Start TEXT SECTION

Jalen Rivers

No. 74 – Cincinnati Bengals
- Position: Guard
- Roster status: Active

Personal information
- Born: September 12, 2002 (age 23) Portsmouth, Virginia, U.S.
- Listed height: 6 ft 5 in (1.96 m)
- Listed weight: 319 lb (145 kg)

Career information
- High school: Oakleaf (Orange Park, Florida)
- College: Miami (FL) (2020–2024)
- NFL draft: 2025: 5th round, 153rd overall pick

Career history
- Cincinnati Bengals (2025–present);
- Stats at Pro Football Reference

= Jalen Rivers =

American football player (born 2002)

Jalen Rivers (born September 12, 2002) is an American professional football guard for the Cincinnati Bengals of the National Football League (NFL). He played college football for the Miami Hurricanes and was selected by the Bengals in the fifth round of the 2025 NFL draft.

End TEXT SECTION
Start DATA SUPPLIED

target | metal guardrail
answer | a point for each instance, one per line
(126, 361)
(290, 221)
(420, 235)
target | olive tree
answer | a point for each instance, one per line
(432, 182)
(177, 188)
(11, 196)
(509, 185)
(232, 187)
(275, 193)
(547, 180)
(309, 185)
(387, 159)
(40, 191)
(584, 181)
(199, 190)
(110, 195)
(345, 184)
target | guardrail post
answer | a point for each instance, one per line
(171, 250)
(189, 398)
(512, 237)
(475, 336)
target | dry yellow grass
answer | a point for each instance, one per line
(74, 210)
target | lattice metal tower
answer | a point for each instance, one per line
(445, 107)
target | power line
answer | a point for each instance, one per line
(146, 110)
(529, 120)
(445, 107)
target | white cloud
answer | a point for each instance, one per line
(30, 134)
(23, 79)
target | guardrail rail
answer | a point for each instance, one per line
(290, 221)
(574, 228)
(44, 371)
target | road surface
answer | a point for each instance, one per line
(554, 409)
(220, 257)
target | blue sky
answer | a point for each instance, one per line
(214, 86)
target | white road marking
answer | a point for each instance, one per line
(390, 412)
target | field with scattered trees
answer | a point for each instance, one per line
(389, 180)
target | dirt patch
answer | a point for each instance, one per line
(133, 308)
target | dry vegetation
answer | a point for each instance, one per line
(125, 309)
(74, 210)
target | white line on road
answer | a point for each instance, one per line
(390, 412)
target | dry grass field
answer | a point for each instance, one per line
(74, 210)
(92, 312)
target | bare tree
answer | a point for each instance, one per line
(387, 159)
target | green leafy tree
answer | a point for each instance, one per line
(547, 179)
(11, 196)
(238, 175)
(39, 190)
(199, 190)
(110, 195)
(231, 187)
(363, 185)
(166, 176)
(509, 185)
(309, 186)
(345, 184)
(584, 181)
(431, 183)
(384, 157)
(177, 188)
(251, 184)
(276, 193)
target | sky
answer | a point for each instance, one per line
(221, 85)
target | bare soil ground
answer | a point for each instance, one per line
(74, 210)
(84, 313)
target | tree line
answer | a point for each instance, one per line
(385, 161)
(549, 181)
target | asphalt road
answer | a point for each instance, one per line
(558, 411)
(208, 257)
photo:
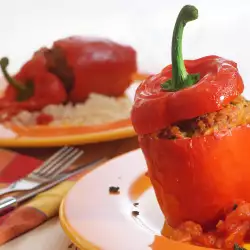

End DATA SUPPLIED

*STATED EXERCISE A:*
Using the Jalen Rivers profile, what are the answers to these?
(i) What position does he play?
(ii) Which high school did he attend?
(iii) In what round and with which overall pick was he drafted?
*STATED EXERCISE B:* Can you restate the part of the Jalen Rivers profile that begins with "No. 74 – Cincinnati" and ends with "(Orange Park, Florida)", changing "Portsmouth" to "Norfolk"?

*TASK RESPONSE A:*
(i) Guard
(ii) Oakleaf (Orange Park, Florida)
(iii) The 5th round, 153rd overall pick

*TASK RESPONSE B:*
No. 74 – Cincinnati Bengals
- Position: Guard
- Roster status: Active

Personal information
- Born: September 12, 2002 (age 23) Norfolk, Virginia, U.S.
- Listed height: 6 ft 5 in (1.96 m)
- Listed weight: 319 lb (145 kg)

Career information
- High school: Oakleaf (Orange Park, Florida)